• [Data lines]
################
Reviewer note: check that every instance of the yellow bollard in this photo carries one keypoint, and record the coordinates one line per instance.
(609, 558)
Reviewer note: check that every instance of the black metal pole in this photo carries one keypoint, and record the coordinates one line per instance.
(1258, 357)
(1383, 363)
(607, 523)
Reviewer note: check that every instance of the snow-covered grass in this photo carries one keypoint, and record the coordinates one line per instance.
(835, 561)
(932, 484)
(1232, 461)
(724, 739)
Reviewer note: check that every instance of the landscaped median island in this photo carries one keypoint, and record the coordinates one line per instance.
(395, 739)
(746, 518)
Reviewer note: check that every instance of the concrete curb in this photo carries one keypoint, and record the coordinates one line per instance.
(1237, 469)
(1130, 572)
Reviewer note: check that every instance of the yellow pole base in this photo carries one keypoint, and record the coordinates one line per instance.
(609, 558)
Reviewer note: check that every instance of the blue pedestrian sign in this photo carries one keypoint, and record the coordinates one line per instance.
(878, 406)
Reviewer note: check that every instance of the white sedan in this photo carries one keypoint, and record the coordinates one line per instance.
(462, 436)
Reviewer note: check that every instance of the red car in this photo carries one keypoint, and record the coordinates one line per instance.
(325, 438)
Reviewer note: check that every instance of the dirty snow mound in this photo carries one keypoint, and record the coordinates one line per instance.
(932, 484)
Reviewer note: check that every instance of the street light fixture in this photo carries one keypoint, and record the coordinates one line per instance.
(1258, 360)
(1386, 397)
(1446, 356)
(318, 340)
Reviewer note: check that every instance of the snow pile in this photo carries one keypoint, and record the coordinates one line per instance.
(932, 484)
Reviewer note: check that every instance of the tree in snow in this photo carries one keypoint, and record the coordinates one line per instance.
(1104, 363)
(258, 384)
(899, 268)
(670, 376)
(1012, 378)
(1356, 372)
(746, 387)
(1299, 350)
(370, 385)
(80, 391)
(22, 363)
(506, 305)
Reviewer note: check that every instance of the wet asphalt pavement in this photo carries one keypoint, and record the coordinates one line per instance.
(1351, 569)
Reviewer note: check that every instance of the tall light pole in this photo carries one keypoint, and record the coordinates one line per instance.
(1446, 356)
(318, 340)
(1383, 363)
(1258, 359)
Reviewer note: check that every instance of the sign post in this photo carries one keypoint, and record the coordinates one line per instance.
################
• [THE TASK] Reproduce the lines word for word, from the line containing "Reviewer note: check that every instance of the snow pile" through the last line.

• [EXERCISE OUTPUT]
Reviewer note: check that every instance of the snow pile in this photo carries one keypoint, and record the coordinates one line per instance.
(932, 484)
Reviewer note: check that every instance of the tree in snow in this photo carries one keypoint, and record the coordinates one line per instance.
(1104, 363)
(258, 384)
(899, 268)
(670, 376)
(1012, 378)
(1356, 372)
(746, 387)
(1299, 350)
(370, 385)
(80, 391)
(22, 363)
(506, 305)
Reviewer note: check that every instance of the wet asphalt pavement in this photo carries one keypoint, and record the coordinates one line per instance.
(1351, 569)
Reviewer note: check that every instance of the tall light pole in this photo carries one keypoint, and record the coordinates one line per instance.
(1446, 356)
(318, 340)
(1383, 363)
(1258, 359)
Reviewer note: check that every instance of the sign post in this photo carries one keypoint, and record the coordinates one line per instance.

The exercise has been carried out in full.